(Beginning of Supplied records)

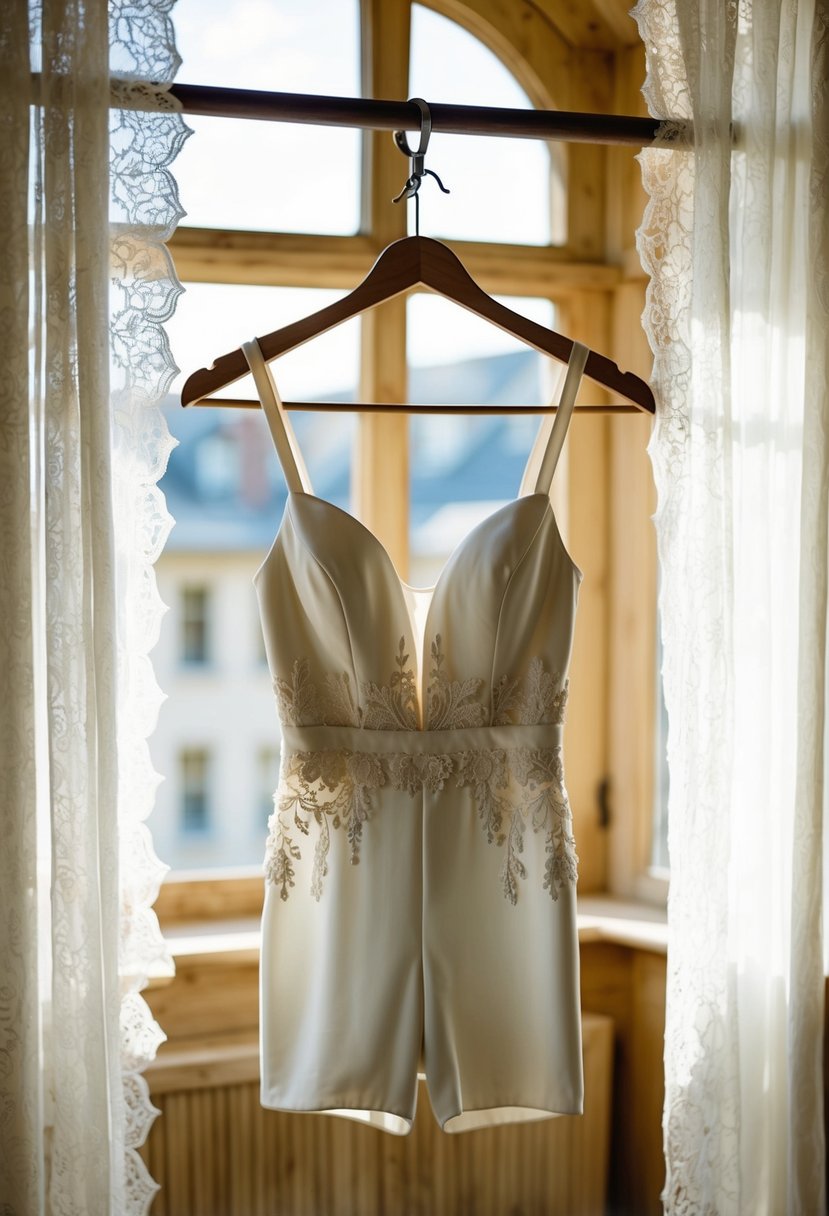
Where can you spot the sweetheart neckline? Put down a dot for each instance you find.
(387, 557)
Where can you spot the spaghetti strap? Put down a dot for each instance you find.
(291, 457)
(548, 443)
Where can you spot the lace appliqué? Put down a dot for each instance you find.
(450, 704)
(513, 788)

(End of Supplied records)

Only the line containing "Where can you spot the spaghetti" and the lines after it, through the end of the data, should be copied, exactly as they are.

Where can you spot the spaghetti strap? Put down a dot for each instance you find.
(291, 457)
(548, 443)
Where can you spot the lace appliqué? Put down a dot for each instance you find.
(450, 704)
(513, 788)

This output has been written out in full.